- **GIVEN PROBLEM**: Rewrite the listing from the line containing "Question. Provide a point on each instance of the woman's eye" through the end, inclusive, replacing "microphone stand" with "mic stand" and leaving everything else unchanged.

(Location annotation dataset excerpts)
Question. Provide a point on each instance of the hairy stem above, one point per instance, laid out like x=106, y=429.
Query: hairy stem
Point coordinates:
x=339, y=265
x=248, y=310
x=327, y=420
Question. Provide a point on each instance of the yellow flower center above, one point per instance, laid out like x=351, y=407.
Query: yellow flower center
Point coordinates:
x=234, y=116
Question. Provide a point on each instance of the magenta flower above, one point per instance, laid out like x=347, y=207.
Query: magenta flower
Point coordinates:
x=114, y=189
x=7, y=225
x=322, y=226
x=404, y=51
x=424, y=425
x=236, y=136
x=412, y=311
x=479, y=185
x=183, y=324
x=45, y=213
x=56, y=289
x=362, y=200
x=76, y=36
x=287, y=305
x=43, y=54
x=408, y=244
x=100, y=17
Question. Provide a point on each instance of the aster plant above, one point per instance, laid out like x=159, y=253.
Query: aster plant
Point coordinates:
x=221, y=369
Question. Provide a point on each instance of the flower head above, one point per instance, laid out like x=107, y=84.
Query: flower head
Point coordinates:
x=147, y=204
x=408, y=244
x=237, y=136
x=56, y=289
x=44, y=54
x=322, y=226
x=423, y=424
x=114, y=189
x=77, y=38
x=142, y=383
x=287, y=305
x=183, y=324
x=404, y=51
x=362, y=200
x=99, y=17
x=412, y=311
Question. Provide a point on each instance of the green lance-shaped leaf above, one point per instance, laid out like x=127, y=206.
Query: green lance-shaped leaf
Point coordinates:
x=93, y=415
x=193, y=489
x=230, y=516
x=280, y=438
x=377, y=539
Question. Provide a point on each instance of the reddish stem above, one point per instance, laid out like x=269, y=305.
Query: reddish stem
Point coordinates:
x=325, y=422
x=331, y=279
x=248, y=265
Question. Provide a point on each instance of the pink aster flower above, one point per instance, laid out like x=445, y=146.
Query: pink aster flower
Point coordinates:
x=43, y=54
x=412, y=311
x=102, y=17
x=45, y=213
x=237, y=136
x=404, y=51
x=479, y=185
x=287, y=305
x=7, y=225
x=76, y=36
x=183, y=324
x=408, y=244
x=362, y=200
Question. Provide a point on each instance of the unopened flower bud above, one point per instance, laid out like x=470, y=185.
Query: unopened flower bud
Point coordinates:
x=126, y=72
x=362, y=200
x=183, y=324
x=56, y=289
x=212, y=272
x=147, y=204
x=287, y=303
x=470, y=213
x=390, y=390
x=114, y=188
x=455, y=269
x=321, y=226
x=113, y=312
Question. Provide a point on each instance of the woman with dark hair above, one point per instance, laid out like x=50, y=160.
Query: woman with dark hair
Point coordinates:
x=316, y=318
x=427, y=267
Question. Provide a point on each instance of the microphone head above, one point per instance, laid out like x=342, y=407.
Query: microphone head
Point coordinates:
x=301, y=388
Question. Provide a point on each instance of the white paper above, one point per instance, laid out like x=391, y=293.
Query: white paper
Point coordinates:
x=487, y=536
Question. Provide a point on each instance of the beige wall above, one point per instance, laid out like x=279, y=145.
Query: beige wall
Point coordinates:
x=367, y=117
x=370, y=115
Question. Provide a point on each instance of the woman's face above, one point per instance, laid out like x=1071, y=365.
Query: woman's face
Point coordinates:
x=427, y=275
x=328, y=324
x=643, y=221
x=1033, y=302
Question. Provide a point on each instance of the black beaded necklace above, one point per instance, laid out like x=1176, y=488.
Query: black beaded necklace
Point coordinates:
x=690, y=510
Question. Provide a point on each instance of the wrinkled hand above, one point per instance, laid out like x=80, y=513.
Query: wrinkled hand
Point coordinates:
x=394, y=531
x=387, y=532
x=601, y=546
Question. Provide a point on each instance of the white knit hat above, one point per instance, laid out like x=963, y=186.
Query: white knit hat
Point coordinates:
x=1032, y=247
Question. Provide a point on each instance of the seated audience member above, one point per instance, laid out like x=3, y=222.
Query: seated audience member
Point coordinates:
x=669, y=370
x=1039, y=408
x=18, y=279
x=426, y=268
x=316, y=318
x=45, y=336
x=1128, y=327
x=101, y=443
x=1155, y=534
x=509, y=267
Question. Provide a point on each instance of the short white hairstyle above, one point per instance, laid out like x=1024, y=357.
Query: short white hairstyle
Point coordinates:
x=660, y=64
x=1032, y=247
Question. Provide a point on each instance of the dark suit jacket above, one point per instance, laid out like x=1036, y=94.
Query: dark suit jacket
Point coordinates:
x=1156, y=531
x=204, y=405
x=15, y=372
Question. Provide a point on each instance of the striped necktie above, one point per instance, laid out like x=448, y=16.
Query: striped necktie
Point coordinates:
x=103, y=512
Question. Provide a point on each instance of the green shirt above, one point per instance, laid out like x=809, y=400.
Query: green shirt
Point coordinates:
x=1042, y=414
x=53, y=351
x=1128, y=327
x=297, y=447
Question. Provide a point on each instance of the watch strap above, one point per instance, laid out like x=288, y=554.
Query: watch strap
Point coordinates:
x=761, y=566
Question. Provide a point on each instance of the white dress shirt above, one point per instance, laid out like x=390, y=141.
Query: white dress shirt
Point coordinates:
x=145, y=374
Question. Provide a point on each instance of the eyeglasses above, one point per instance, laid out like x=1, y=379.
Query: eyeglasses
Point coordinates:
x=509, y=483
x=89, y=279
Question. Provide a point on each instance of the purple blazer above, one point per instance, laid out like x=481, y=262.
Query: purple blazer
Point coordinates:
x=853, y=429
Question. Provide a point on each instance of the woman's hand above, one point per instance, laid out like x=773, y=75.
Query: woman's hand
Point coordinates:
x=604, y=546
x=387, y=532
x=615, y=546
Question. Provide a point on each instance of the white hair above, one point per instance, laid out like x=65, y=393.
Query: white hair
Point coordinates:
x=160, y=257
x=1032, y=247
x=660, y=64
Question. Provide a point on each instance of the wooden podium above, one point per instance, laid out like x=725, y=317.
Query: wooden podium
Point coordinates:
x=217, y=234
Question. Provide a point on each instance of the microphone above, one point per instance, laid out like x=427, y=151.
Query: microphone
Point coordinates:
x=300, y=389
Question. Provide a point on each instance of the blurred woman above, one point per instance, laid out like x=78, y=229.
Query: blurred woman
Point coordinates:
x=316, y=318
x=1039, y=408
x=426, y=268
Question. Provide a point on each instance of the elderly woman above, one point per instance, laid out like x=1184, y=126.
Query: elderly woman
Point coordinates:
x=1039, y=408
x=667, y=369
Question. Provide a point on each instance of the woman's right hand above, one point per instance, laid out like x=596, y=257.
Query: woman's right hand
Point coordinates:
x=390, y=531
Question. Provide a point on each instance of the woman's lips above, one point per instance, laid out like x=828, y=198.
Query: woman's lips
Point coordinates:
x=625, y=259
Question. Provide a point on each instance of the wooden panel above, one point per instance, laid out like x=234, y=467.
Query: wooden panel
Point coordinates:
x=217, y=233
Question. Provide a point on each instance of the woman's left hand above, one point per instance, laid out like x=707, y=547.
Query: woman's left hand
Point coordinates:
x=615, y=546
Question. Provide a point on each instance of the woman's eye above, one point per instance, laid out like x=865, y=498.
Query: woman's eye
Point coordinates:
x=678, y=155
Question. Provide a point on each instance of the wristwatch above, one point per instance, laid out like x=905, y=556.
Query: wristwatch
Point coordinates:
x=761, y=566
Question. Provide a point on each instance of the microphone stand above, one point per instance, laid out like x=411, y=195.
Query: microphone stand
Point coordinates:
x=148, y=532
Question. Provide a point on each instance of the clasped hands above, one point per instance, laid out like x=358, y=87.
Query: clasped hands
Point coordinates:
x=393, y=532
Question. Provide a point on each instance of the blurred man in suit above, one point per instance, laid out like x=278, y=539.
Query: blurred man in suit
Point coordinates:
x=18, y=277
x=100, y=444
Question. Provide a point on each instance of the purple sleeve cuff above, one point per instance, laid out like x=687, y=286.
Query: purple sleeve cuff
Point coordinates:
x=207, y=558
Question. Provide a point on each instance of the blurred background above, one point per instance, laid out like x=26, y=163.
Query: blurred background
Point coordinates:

- **OUTPUT FOR THIS TASK**:
Question. Provide a point on each instance of the woman's eye above, one point per instance, laid out like x=865, y=498.
Query: woman's eye
Point coordinates:
x=678, y=155
Question. Provide a point on each instance of the wristwatch above, one point per instance, laid out like x=905, y=556.
Query: wristwatch
Point coordinates:
x=761, y=566
Question. Provide a point on each instance of the mic stand above, one point per instance, laid out like x=411, y=195.
Query: mic stand
Point coordinates:
x=148, y=532
Question. Provide a point on each instance of the clasped hands above, one point per instance, laid out like x=358, y=87.
Query: clasped hands
Point coordinates:
x=393, y=532
Question. Provide a point on each instance of the blurred man in suit above, one point per instance, laid out like x=278, y=539.
Query: blurred man in suit
Point coordinates:
x=18, y=277
x=100, y=444
Question. Provide a point on each instance of the purple sleeve cuff above, one point per instance, laid out like x=687, y=286.
Query: purple sleeve cuff
Point coordinates:
x=207, y=558
Question. Provide a point on each instance of the blurred background above, one point per instance, laid out like x=26, y=163.
Query: blurred background
Point coordinates:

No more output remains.